§ **WHAT YOU ARE ASKED TO DO**: Reproduce the records below verbatim, from their first line through the line containing "point(490, 484)", with both of those lines included.
○ ○ ○ ○ ○
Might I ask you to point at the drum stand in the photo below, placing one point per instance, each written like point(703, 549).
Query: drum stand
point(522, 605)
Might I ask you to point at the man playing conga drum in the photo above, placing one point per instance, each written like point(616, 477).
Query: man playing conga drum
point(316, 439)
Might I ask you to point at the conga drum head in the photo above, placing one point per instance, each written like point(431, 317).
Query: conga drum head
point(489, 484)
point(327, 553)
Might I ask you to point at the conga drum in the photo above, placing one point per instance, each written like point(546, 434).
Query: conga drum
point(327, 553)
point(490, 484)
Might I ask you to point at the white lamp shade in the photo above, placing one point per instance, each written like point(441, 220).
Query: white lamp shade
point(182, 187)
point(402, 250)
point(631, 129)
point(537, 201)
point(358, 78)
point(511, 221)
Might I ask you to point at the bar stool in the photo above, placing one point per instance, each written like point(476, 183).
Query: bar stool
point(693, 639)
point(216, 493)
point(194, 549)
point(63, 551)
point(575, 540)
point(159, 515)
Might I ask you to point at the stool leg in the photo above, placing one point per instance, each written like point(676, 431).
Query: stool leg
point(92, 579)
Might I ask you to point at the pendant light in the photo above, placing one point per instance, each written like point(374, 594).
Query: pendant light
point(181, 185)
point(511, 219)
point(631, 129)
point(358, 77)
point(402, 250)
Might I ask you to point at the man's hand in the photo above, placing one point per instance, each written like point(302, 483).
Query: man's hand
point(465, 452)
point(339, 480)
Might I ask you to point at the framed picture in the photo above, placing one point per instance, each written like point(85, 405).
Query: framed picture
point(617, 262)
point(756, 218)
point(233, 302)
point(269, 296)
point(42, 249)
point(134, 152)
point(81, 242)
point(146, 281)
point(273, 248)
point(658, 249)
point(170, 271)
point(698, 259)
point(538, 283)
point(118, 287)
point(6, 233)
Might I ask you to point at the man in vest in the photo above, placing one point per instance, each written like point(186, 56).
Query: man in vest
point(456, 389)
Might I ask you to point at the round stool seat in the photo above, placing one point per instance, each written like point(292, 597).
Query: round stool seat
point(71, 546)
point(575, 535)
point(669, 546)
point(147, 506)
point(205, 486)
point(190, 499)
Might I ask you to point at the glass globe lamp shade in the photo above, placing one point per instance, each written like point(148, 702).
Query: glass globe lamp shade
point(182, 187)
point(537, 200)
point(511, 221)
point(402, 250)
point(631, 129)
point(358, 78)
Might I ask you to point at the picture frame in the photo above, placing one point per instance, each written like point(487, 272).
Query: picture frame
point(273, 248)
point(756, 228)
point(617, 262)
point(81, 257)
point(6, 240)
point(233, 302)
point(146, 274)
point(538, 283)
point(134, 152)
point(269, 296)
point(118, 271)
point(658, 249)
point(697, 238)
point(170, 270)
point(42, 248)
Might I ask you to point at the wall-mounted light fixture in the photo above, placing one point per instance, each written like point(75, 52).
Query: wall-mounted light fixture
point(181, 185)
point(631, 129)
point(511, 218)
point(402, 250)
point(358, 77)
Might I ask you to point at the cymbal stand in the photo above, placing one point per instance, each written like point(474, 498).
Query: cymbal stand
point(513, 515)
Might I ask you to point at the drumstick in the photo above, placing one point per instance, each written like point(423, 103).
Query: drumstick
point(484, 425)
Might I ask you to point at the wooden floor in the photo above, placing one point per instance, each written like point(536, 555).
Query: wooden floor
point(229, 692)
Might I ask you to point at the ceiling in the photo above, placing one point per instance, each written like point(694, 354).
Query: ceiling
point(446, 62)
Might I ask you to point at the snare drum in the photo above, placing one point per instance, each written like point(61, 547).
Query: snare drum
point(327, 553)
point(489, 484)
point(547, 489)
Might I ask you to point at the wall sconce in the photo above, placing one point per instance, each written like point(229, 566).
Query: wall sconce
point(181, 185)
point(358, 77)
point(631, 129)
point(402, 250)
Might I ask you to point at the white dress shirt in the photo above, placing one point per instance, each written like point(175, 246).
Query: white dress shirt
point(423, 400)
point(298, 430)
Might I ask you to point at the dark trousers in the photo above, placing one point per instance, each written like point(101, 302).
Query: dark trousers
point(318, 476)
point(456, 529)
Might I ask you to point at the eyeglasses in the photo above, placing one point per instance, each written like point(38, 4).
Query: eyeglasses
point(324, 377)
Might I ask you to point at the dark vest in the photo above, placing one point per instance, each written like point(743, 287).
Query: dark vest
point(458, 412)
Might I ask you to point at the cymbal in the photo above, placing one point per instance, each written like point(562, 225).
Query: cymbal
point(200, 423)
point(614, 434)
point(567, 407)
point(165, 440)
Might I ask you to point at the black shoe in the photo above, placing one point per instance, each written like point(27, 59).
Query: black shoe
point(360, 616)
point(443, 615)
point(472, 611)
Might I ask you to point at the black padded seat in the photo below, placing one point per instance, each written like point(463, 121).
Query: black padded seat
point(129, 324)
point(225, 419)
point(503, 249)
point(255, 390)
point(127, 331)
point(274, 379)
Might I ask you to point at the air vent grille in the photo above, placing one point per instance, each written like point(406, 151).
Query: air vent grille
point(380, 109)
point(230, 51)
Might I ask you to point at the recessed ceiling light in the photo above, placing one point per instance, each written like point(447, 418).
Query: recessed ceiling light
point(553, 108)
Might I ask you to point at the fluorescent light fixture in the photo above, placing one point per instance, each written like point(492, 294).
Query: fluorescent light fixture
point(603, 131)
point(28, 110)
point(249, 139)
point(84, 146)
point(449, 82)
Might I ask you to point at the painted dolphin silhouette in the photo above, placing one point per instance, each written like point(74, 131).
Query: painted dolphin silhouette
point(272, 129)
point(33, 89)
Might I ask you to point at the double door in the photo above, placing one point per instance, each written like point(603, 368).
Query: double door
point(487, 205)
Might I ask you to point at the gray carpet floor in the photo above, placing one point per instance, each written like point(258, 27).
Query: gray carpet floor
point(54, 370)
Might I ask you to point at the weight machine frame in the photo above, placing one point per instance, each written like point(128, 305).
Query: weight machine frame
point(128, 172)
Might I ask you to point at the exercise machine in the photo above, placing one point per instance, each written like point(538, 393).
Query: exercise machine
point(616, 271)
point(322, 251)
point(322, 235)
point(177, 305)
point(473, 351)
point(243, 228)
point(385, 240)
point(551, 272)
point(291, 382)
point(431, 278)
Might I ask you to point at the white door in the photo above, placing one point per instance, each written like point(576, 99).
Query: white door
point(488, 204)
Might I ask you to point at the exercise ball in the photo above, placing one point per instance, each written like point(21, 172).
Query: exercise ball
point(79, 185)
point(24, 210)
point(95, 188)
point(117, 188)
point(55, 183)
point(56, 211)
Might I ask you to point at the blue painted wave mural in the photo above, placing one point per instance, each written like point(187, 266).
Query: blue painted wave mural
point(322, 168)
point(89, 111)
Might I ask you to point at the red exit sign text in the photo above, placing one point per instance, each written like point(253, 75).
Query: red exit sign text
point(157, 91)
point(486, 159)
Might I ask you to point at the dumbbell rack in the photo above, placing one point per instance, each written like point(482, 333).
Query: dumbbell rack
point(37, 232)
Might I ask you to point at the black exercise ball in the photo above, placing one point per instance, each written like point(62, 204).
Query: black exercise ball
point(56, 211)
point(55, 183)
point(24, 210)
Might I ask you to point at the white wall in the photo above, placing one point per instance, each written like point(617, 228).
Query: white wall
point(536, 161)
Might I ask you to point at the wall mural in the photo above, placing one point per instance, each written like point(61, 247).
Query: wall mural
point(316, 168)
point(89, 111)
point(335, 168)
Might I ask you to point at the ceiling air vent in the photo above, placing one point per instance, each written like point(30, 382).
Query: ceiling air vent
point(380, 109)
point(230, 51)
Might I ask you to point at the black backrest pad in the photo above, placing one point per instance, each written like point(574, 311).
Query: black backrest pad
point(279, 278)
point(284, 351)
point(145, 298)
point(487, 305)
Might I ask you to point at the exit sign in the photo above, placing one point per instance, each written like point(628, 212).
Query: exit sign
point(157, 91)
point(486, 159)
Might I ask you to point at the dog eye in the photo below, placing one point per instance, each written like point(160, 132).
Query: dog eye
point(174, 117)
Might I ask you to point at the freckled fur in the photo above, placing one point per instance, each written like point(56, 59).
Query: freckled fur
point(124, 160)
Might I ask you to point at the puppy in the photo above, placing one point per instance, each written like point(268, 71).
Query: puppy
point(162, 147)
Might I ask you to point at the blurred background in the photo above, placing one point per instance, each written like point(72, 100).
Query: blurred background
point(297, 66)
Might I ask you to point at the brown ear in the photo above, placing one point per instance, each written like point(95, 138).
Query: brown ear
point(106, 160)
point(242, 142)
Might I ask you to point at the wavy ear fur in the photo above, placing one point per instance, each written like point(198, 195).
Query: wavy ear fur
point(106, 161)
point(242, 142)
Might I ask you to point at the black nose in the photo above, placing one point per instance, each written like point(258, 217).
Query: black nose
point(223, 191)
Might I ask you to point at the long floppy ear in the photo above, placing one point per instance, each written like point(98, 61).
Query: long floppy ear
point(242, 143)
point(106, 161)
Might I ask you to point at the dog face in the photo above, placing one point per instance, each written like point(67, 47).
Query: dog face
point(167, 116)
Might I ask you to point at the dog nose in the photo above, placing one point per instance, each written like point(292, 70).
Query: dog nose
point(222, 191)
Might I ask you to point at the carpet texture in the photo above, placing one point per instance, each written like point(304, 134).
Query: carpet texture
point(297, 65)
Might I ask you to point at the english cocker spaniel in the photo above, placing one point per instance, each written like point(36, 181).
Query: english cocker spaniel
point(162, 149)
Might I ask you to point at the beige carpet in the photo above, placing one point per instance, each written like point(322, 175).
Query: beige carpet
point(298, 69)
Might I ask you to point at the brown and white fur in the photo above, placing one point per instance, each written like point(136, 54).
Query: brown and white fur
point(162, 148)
○ ○ ○ ○ ○
§ **EXPECTED ANSWER**:
Might I ask you to point at the drum stand in the photo below, placing one point per instance, each written like point(703, 549).
Query: drum stand
point(522, 605)
Might I ask you to point at the man playing conga drum in the photo above, placing one point per instance, each written like point(616, 477).
Query: man playing conga drum
point(316, 439)
Might I ask you to point at the conga drum head in the photo above, placing one point per instance, each written like point(431, 317).
Query: conga drum head
point(489, 484)
point(327, 553)
Might I ask you to point at the conga drum in the photo above, placing one point per instance, each written like point(546, 434).
Query: conga drum
point(327, 553)
point(490, 484)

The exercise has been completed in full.